• **WRITTEN INSTRUCTION**: Count the lines in the items below that contain the string "alpaca". Reply with that number alone.

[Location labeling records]

>> begin

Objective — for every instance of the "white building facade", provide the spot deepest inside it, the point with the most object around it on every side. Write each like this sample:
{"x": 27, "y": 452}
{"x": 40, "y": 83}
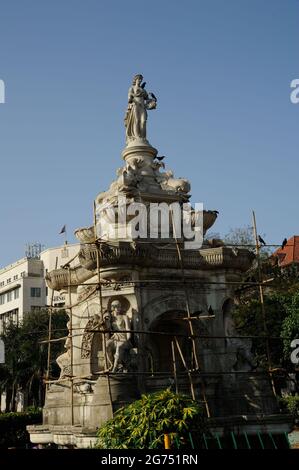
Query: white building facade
{"x": 23, "y": 287}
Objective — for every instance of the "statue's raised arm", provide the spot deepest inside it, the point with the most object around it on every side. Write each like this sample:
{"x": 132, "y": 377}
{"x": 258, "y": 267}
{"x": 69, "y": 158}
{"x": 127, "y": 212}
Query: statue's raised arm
{"x": 138, "y": 103}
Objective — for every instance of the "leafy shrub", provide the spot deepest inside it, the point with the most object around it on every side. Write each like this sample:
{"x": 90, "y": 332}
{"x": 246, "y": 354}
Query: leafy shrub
{"x": 13, "y": 427}
{"x": 291, "y": 405}
{"x": 142, "y": 424}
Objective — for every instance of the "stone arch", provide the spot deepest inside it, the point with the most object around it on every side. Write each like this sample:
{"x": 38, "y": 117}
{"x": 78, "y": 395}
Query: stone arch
{"x": 168, "y": 325}
{"x": 165, "y": 314}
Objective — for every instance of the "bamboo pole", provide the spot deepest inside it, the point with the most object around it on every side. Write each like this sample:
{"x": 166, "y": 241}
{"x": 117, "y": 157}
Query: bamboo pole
{"x": 50, "y": 329}
{"x": 190, "y": 323}
{"x": 71, "y": 338}
{"x": 174, "y": 368}
{"x": 261, "y": 292}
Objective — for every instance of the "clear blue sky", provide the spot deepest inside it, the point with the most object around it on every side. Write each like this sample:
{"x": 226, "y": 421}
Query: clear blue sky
{"x": 221, "y": 71}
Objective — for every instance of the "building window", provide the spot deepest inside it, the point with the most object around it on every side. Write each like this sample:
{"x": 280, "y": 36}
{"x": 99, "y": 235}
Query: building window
{"x": 35, "y": 308}
{"x": 35, "y": 291}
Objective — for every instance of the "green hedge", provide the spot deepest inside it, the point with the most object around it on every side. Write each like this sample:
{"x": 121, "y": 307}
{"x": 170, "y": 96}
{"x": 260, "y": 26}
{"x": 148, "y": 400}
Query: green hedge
{"x": 13, "y": 428}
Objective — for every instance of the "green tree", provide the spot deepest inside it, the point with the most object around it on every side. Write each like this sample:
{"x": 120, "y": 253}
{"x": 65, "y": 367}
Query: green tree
{"x": 142, "y": 424}
{"x": 290, "y": 325}
{"x": 26, "y": 356}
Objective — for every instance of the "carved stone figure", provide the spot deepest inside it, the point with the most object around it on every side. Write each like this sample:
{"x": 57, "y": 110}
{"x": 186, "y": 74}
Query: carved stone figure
{"x": 93, "y": 324}
{"x": 138, "y": 103}
{"x": 244, "y": 357}
{"x": 118, "y": 345}
{"x": 180, "y": 185}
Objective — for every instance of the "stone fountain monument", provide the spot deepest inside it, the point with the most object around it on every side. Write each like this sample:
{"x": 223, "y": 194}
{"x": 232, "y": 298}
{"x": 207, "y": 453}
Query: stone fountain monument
{"x": 131, "y": 296}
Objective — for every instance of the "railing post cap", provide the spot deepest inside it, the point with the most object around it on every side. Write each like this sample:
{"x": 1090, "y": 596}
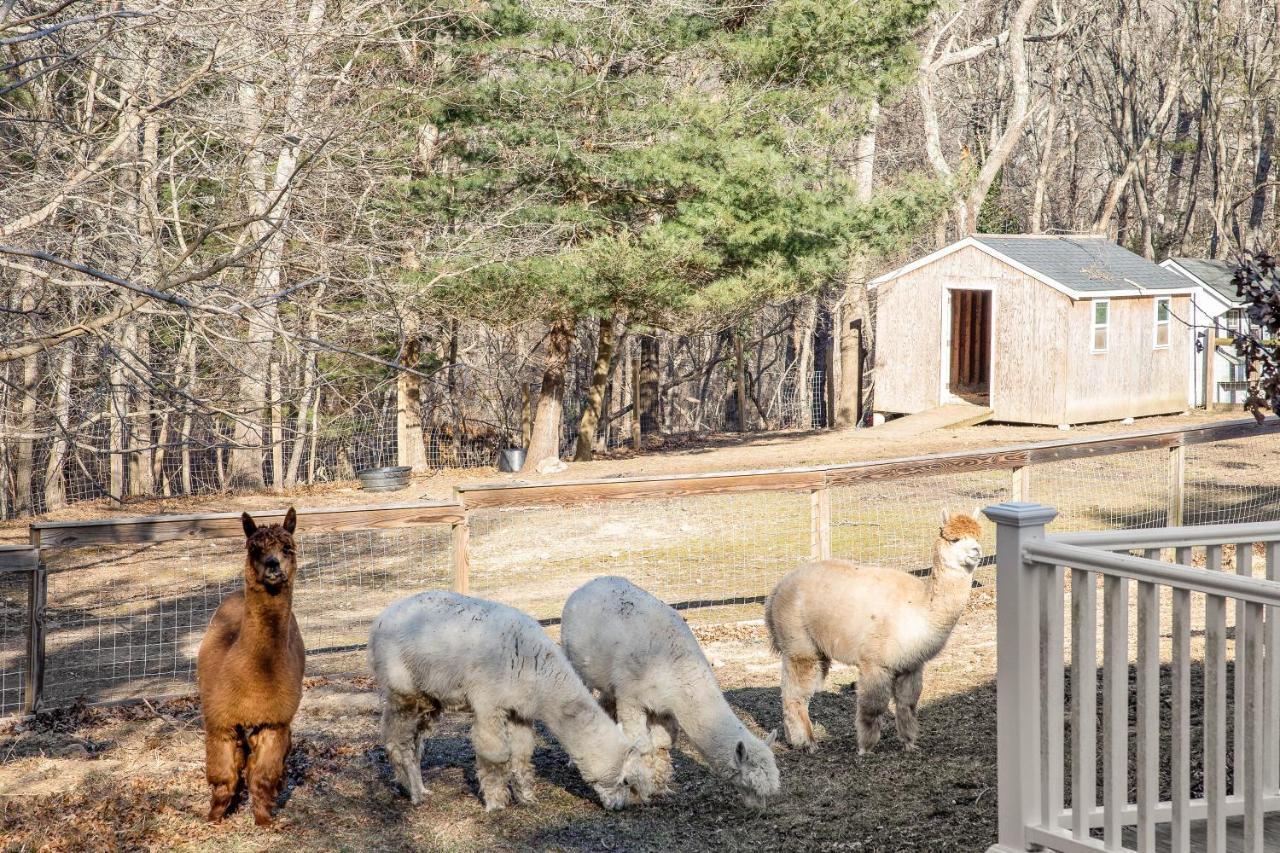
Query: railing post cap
{"x": 1020, "y": 514}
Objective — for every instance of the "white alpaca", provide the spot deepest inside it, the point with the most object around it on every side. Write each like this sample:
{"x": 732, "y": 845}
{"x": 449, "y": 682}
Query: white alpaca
{"x": 645, "y": 662}
{"x": 887, "y": 623}
{"x": 440, "y": 651}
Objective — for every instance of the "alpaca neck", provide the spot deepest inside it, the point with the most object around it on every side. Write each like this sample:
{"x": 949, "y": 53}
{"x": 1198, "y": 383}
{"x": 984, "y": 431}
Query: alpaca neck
{"x": 712, "y": 726}
{"x": 949, "y": 589}
{"x": 583, "y": 729}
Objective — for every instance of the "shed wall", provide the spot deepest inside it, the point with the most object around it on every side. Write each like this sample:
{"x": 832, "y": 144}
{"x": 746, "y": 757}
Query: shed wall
{"x": 1132, "y": 378}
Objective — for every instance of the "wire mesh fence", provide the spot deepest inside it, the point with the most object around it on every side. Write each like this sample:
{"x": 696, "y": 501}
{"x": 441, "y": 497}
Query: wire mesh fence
{"x": 124, "y": 620}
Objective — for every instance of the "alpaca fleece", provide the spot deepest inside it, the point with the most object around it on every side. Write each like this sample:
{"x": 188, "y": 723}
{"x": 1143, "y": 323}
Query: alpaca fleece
{"x": 648, "y": 666}
{"x": 250, "y": 674}
{"x": 887, "y": 623}
{"x": 440, "y": 651}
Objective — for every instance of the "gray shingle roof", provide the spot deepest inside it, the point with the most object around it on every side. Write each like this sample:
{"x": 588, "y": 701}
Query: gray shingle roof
{"x": 1216, "y": 274}
{"x": 1084, "y": 264}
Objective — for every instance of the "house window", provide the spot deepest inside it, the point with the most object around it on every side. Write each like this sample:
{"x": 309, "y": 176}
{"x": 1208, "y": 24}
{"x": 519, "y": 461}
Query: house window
{"x": 1161, "y": 322}
{"x": 1234, "y": 320}
{"x": 1101, "y": 323}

>> end

• **ANSWER TO THE PROBLEM**: 6